Exercise requirements.
Which lines of the records below contain the word "simplified"? Show each one.

Dataset entries

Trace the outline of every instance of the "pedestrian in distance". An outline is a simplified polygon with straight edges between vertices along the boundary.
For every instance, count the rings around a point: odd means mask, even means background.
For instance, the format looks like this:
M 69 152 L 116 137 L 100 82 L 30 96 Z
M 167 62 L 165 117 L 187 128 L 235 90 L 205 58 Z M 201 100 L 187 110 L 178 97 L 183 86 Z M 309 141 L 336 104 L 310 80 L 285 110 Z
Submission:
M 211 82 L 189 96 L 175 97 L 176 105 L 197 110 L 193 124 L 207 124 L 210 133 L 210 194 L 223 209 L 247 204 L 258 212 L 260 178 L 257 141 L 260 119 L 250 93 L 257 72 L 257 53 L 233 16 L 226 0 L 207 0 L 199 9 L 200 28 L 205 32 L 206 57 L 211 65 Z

...

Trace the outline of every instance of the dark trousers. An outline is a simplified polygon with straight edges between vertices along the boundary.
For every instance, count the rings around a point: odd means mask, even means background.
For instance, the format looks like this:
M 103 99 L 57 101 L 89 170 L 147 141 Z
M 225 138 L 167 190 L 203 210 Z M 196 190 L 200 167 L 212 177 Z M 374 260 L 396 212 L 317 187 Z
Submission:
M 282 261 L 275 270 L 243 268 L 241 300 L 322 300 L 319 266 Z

...

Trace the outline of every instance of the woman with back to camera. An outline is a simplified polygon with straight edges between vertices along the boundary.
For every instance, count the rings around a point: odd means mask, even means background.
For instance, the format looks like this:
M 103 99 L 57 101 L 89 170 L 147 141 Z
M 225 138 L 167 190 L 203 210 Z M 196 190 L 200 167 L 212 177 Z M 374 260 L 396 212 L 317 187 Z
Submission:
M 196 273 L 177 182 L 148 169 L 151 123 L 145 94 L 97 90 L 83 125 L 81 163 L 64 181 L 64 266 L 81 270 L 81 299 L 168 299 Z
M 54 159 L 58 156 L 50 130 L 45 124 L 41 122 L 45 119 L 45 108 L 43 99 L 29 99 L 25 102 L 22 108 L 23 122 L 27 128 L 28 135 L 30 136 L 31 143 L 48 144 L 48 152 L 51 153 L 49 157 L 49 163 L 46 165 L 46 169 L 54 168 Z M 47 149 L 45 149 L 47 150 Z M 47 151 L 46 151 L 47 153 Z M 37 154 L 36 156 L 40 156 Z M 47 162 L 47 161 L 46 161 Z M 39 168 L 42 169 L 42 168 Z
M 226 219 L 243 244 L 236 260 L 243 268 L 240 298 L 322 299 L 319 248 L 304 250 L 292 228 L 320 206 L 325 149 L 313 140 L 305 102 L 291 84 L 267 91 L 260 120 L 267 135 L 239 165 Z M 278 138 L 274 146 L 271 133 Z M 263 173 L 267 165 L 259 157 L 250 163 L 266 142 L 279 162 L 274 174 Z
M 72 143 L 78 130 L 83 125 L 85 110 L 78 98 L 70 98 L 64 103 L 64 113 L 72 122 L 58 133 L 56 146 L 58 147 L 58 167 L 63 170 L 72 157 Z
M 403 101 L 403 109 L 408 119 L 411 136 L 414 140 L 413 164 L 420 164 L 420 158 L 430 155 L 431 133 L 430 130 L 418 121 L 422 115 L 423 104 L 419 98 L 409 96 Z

Answer for the task.
Trace the outline of every instance of the "pedestrian in distance". An outline is a simplified polygon with straight edges between vertices along the boundary.
Trace the outline of every instance of the dark trousers. An outline is a simplified polygon with straight edges between vertices along the boundary.
Trace the outline of every instance of the woman with back to camera. An outline is a simplified polygon with straight edges between vertices along the boundary.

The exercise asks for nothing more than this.